[Begin Selection]
Later, in college, history was
one of my academic specialties, and I was immersed in its disciplines in a
serious way for the first time. I found its sheer complexity, the intricacy of
the human relationships it described, and the story of the sweep of human
events over space and time deeply compelling, even though the often mind-numbing
details of human life sometimes overwhelmed me.
I began to wonder why the story of our species was so strange, why it
took so many unexpected turns, and why human affairs so often came to
disastrous ends.
I became a high school teacher,
and plunged into the challenges of trying to educate often distracted and
disinterested teenagers. Somewhat to my own surprise, one of the subjects I
became interested in early in my career was physical anthropology. Although I
had been trained as a history and political science teacher, I found that my
research had left me without answers to some of my most pressing questions.
Since I passionately wanted to know why
human history had turned out as it did, it occurred to me that I needed to know
what kind of animal had made and been
affected by this history, suspecting that the two questions were deeply
interconnected. From that time onward my anthropological studies affected my
interpretation of human history. I studied the basics of human evolution,
taught both physical and cultural anthropology for a while (although I did not
acquire a formal degree in those subjects) and went on to complete a master’s
degree in history. I also taught sociology, government and politics, early
American history, and various aspects of European and general world history.
[End Selection]
Please write out the section of the passage on history and anthropology from "I began to wonder" to "disastrous ends.", word for word.
[Begin Material]
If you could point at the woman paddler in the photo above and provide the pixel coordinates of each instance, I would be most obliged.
[End Material]
=== Answer ===
I began to wonder why the story of our species was so strange, why it
took so many unexpected turns, and why human affairs so often came to
disastrous ends.